▶ [Set exercise]
Report every line in the rows below that contains the word "iron", copying each such line in full.

▶ [Material]
──────
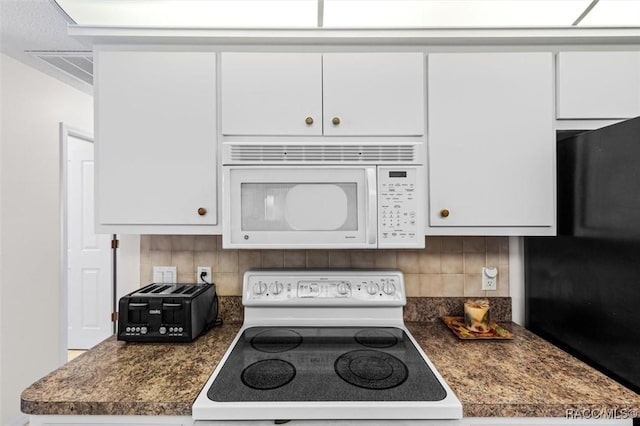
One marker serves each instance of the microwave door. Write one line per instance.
(296, 207)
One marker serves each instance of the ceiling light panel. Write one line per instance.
(614, 13)
(451, 13)
(193, 13)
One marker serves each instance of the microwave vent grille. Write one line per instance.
(323, 153)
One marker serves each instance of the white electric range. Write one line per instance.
(324, 345)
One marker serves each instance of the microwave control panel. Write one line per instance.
(399, 198)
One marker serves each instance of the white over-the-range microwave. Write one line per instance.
(323, 195)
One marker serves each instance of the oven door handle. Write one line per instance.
(372, 202)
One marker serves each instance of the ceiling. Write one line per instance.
(353, 13)
(35, 31)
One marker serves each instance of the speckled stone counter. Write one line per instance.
(116, 378)
(525, 376)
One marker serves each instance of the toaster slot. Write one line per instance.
(172, 312)
(138, 312)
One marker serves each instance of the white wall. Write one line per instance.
(32, 105)
(1, 269)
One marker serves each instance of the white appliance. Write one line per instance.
(325, 345)
(323, 196)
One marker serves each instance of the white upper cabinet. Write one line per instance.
(373, 94)
(155, 138)
(491, 151)
(598, 85)
(271, 93)
(365, 94)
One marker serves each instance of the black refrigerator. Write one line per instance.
(582, 288)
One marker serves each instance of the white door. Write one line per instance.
(89, 254)
(491, 140)
(271, 93)
(156, 138)
(373, 94)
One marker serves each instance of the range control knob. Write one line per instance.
(276, 287)
(388, 288)
(260, 288)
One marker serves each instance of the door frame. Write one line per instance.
(65, 132)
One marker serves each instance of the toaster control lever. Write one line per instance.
(138, 306)
(171, 306)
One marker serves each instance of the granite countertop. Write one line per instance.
(117, 378)
(525, 376)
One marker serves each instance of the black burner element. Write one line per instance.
(374, 338)
(276, 340)
(371, 369)
(268, 374)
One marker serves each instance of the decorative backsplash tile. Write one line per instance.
(447, 267)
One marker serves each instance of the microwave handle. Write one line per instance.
(372, 220)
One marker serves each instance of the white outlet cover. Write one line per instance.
(165, 274)
(490, 278)
(206, 270)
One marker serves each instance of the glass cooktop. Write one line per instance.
(325, 364)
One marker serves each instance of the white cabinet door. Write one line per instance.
(373, 94)
(271, 93)
(598, 85)
(286, 94)
(491, 145)
(155, 137)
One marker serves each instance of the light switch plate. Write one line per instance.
(165, 274)
(490, 278)
(206, 278)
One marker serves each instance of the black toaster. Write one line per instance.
(167, 312)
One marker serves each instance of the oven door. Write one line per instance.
(299, 207)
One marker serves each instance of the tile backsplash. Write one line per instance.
(447, 267)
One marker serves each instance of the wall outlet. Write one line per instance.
(490, 278)
(165, 274)
(206, 278)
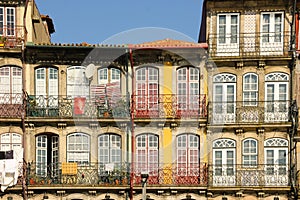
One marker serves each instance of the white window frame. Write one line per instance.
(271, 39)
(248, 153)
(188, 145)
(80, 154)
(224, 167)
(147, 153)
(250, 89)
(110, 149)
(230, 45)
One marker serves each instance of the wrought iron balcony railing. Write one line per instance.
(254, 112)
(169, 106)
(248, 175)
(98, 174)
(11, 105)
(68, 107)
(259, 44)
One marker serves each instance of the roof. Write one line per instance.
(169, 43)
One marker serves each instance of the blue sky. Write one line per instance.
(121, 21)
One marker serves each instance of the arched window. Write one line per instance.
(224, 162)
(77, 82)
(250, 89)
(188, 156)
(276, 96)
(249, 152)
(188, 90)
(276, 161)
(147, 156)
(224, 97)
(78, 148)
(110, 150)
(11, 85)
(47, 151)
(147, 91)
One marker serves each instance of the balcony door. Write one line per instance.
(187, 91)
(224, 162)
(47, 151)
(276, 160)
(228, 34)
(271, 33)
(224, 96)
(276, 95)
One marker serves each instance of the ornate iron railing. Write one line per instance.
(169, 106)
(97, 174)
(248, 175)
(254, 112)
(11, 105)
(257, 44)
(69, 107)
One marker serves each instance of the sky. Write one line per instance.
(122, 21)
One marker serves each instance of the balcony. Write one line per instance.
(249, 45)
(82, 107)
(248, 176)
(11, 37)
(96, 174)
(169, 106)
(11, 105)
(260, 112)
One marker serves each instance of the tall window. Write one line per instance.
(147, 157)
(224, 97)
(78, 148)
(110, 150)
(47, 155)
(250, 89)
(249, 152)
(276, 96)
(147, 88)
(77, 82)
(276, 159)
(7, 21)
(188, 88)
(224, 162)
(272, 27)
(188, 159)
(11, 84)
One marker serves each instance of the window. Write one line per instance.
(109, 150)
(276, 96)
(188, 89)
(271, 33)
(77, 82)
(250, 88)
(249, 153)
(78, 148)
(147, 157)
(147, 88)
(224, 162)
(7, 21)
(276, 159)
(224, 97)
(272, 26)
(109, 75)
(11, 85)
(188, 160)
(47, 155)
(10, 141)
(228, 34)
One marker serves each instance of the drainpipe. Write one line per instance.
(132, 125)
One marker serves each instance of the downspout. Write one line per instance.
(132, 125)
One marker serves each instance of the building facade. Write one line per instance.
(210, 120)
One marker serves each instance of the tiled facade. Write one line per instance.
(212, 120)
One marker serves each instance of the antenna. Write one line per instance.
(89, 70)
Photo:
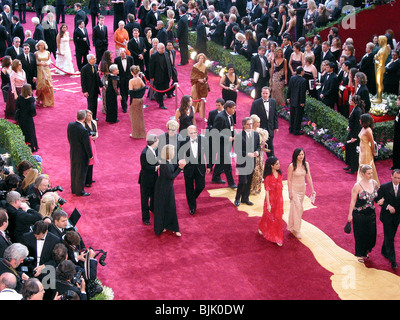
──────
▶ [Written solution]
One marker serves each instance of the wrought iron balcony railing. Write one line per instance.
One marker serves each instance of the ornate iron railing. Write one line per instance.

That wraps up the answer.